*DATASET EXCERPTS*.
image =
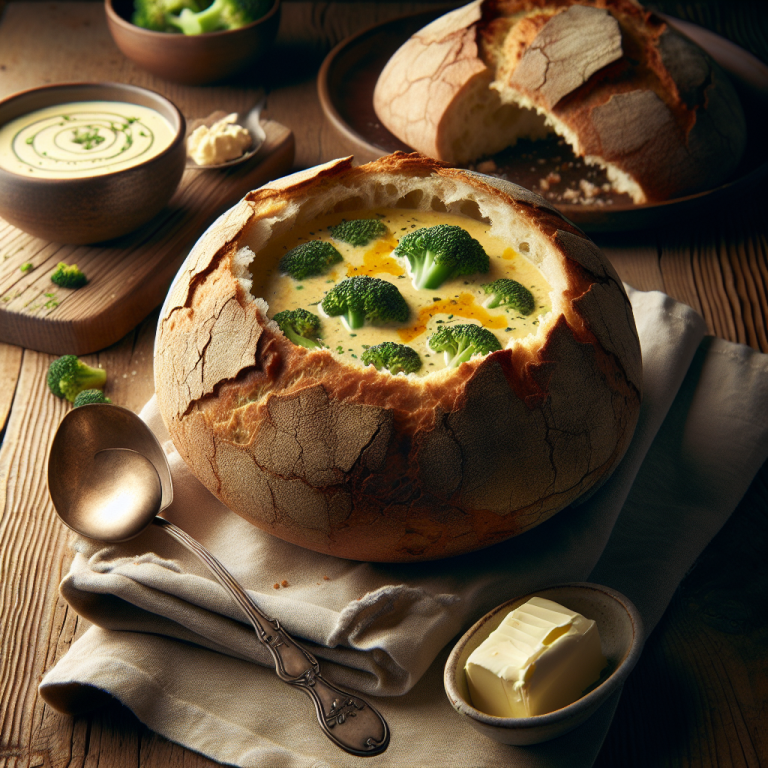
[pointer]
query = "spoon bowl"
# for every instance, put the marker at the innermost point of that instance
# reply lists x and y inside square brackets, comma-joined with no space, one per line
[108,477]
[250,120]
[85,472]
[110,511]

*TASK DIRECTIONS*.
Transcribe every row above character for character, omitting the pictures.

*RESPONSE TO THIS TASK*.
image =
[pointer]
query = "spoon bowl"
# for every instance, put the marker at the innermost point of that instance
# reply lists x and y inside square brackets, comma-joined with no space, one per line
[108,477]
[250,120]
[85,472]
[110,511]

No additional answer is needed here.